Which lines run from the one with "the light countertop" through the end of the data? Retype them exactly, without pictures.

> [INPUT FOR THIS TASK]
((

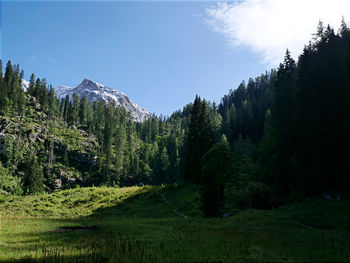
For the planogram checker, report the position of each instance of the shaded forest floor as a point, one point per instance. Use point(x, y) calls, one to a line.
point(136, 225)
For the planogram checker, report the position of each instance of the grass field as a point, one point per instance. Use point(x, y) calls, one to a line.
point(136, 225)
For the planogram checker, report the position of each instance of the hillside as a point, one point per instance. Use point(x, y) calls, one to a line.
point(135, 224)
point(96, 92)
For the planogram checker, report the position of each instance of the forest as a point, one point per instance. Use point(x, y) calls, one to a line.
point(279, 137)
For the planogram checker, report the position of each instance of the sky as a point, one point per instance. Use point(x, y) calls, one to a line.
point(160, 53)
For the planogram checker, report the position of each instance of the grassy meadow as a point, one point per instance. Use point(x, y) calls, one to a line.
point(136, 225)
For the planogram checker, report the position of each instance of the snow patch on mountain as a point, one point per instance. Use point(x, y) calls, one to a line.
point(94, 91)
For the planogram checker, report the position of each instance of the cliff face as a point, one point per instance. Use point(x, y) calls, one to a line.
point(95, 92)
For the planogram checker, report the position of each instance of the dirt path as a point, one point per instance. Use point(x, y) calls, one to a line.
point(175, 207)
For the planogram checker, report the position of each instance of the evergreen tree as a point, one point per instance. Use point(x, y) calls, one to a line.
point(199, 140)
point(283, 121)
point(33, 179)
point(216, 168)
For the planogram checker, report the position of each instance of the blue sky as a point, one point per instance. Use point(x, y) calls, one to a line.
point(161, 54)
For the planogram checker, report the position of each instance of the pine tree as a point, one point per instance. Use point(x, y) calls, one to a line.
point(216, 168)
point(200, 138)
point(283, 121)
point(33, 179)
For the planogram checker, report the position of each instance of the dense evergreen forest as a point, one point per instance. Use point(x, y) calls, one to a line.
point(282, 136)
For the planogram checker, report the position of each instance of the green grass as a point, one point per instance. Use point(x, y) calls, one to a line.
point(136, 225)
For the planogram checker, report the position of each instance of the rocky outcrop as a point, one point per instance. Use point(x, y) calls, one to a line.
point(96, 92)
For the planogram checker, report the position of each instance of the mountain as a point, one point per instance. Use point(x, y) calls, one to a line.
point(25, 85)
point(96, 92)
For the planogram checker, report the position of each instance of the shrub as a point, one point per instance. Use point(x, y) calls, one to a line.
point(8, 183)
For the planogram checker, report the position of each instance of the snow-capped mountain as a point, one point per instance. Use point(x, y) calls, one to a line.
point(95, 92)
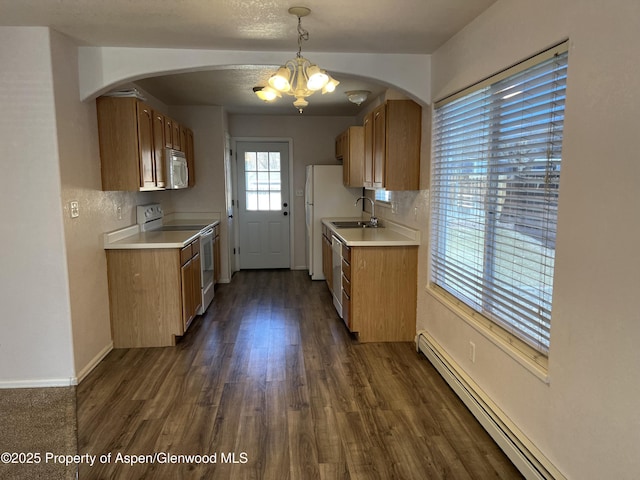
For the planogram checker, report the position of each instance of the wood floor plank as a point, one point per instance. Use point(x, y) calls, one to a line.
point(272, 385)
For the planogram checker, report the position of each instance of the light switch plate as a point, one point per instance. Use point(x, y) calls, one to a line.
point(74, 209)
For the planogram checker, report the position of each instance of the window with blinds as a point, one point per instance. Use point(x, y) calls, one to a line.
point(497, 153)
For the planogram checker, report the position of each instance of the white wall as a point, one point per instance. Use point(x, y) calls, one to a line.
point(80, 179)
point(313, 144)
point(586, 420)
point(35, 316)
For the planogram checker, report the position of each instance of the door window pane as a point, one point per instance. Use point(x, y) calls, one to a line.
point(263, 184)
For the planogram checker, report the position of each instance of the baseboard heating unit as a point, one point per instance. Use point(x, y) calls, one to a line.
point(520, 450)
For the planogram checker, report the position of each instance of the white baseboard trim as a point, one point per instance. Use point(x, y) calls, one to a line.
point(527, 458)
point(94, 362)
point(39, 383)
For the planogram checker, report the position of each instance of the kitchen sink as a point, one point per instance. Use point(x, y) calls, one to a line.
point(354, 224)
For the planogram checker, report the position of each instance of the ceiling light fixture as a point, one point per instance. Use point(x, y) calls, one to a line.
point(357, 96)
point(298, 77)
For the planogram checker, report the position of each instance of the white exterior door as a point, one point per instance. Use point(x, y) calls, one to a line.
point(263, 198)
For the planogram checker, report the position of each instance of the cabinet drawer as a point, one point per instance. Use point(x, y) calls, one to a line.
point(346, 269)
point(346, 253)
point(185, 254)
point(195, 246)
point(346, 310)
point(346, 286)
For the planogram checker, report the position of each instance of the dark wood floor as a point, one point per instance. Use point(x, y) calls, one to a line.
point(271, 383)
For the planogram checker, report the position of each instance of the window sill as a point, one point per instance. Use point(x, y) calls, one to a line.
point(531, 360)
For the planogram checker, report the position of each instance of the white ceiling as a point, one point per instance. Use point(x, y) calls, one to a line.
point(372, 26)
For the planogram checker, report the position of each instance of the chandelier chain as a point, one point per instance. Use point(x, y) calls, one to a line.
point(302, 35)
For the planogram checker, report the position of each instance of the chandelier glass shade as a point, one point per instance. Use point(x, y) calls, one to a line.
point(298, 77)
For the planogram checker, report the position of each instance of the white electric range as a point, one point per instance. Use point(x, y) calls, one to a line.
point(151, 218)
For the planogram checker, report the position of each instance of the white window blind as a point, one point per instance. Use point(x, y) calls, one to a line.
point(495, 176)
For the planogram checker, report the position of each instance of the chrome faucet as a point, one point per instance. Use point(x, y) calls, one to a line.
point(373, 221)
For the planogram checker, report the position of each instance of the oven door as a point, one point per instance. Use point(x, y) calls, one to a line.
point(207, 266)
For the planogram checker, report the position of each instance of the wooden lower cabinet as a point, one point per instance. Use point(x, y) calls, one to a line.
point(191, 282)
point(379, 292)
point(154, 294)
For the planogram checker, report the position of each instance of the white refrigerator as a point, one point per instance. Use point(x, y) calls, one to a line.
point(325, 196)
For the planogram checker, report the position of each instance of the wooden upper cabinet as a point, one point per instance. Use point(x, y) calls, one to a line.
point(133, 138)
point(168, 132)
point(175, 136)
point(392, 146)
point(379, 144)
point(158, 147)
point(190, 154)
point(367, 179)
point(350, 147)
point(145, 145)
point(127, 155)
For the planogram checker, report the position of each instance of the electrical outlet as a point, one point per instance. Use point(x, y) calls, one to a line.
point(74, 209)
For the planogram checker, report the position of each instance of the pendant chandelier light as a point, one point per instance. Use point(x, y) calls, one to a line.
point(298, 77)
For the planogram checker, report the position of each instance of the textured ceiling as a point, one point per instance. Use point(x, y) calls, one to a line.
point(373, 26)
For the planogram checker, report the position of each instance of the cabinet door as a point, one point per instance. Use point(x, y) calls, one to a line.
point(353, 159)
point(379, 144)
point(145, 146)
point(368, 151)
point(175, 136)
point(186, 275)
point(190, 154)
point(158, 149)
point(168, 132)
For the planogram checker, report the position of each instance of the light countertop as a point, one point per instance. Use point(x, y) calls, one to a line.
point(132, 238)
point(389, 235)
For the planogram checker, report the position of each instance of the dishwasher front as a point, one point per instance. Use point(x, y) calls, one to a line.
point(336, 262)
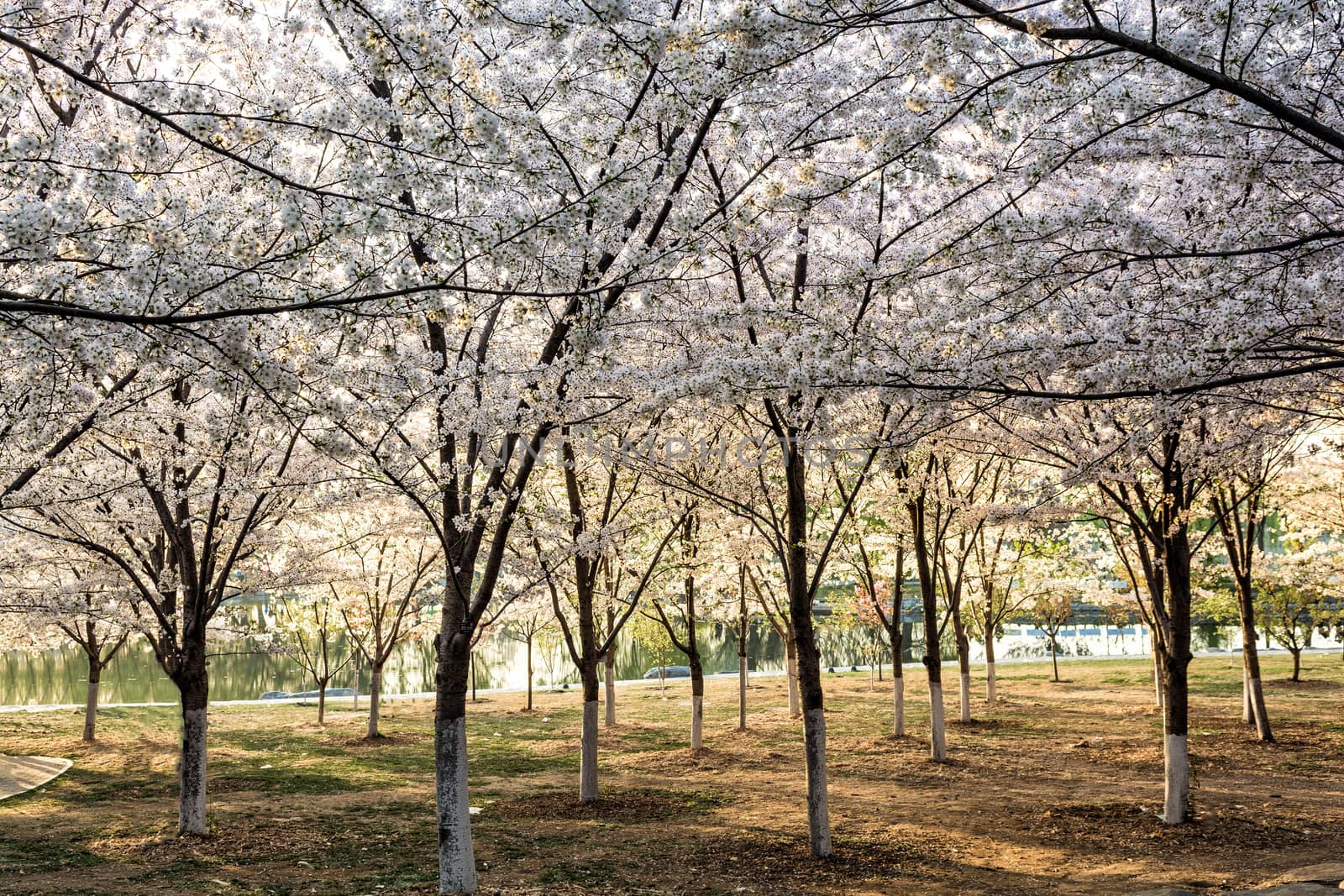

))

> [TASK RESULT]
For the planogram checker, report the position of each instance of the light countertop as a point, one point per instance. Use point(x, y) calls, one to a line.
point(132, 238)
point(389, 235)
For the planogram checker, report the position of each instance of the dishwasher front as a point, one point per instance. Use point(x, y) calls, one to a line.
point(336, 262)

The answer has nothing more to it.